THE TASK
Please rewrite the data from its very first line through the line containing "point(333, 94)", both included, keeping every line and raising each coordinate in the answers by 40. Nothing after that line belongs in the output.

(Named-object pointing data)
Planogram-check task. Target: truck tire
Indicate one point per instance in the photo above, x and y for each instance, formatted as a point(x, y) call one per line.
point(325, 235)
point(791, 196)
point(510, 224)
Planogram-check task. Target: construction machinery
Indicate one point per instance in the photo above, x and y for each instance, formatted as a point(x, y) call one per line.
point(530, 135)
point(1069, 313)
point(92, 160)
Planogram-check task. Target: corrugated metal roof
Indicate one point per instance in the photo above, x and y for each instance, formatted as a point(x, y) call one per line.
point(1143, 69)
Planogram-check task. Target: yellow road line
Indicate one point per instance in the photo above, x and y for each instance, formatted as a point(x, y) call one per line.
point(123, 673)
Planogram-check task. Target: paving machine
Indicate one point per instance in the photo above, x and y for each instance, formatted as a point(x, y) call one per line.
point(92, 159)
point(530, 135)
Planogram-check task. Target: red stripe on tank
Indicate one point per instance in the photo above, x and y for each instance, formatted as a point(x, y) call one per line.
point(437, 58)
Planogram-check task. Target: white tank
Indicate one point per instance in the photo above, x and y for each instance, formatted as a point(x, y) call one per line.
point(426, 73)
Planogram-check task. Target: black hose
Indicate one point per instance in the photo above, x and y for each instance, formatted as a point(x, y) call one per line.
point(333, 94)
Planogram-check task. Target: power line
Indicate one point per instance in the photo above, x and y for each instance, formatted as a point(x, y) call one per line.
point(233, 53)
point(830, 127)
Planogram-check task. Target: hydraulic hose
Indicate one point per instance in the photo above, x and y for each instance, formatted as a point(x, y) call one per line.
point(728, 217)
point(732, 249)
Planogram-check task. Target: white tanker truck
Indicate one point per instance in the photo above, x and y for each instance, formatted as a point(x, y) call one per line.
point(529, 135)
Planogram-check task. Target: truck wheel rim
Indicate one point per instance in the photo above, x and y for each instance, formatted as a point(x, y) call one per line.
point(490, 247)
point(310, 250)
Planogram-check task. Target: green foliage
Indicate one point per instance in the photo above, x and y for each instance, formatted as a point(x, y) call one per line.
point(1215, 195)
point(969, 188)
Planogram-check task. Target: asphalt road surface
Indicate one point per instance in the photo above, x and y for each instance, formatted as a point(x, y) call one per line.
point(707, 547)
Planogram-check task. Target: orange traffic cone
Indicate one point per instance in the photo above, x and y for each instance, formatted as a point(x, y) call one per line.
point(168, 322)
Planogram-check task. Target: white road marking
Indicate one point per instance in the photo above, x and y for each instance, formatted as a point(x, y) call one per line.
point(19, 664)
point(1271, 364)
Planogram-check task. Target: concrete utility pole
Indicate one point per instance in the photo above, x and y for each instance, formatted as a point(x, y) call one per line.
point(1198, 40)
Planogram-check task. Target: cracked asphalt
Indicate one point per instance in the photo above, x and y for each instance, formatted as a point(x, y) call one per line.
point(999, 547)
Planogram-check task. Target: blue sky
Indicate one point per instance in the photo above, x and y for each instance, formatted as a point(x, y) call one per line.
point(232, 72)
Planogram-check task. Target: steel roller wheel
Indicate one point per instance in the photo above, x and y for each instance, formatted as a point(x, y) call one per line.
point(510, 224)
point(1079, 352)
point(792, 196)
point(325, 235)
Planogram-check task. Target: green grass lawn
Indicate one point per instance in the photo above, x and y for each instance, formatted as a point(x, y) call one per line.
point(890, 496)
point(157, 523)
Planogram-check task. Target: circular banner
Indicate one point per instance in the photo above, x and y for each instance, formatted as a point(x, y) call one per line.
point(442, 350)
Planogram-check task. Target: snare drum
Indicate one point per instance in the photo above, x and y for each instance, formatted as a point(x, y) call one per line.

WRITTEN ANSWER
Planogram-check task. Target: truck tire
Indicate one point per instance in the photo above, x and y for each instance, formatted as a point(x, y) call one per line.
point(365, 275)
point(831, 236)
point(550, 264)
Planogram-check task. Target: construction machinery
Indicate one point per instance in the photo above, x and y for each instance, formatted as a point(x, y) call one per line.
point(570, 175)
point(1109, 353)
point(132, 200)
Planogram-check task. Target: corrugated metal roof
Indicate one point per instance in the photo above, x and y for each instance, formatted as a point(x, y) call one per line.
point(1183, 109)
Planogram-check task. Target: yellow road line
Indicate one point per instance in the photo above, x and y for each instance, formatted as a point(x, y) call one per line.
point(163, 713)
Planogram-check task. Target: paving machine
Indicate one point per instance in the photo above, x and y for each instance, formatted as a point(x, y) call one per line.
point(132, 199)
point(570, 175)
Planogram-check task. Target: red stripe on tank
Indicate one point per instance in the photo above, x and y for each instance, formatted as a point(x, y) call one per line.
point(477, 98)
Planogram-check task. Target: white tank
Indicate one point per instance in the photo above, x and y for each instance, formatted as a point(x, y) call one per line.
point(466, 113)
Planogram-check task. Target: black hose
Indicate one point per instance in the photo above, x and y for each instance, formatted as a point(x, y) call one per line.
point(373, 134)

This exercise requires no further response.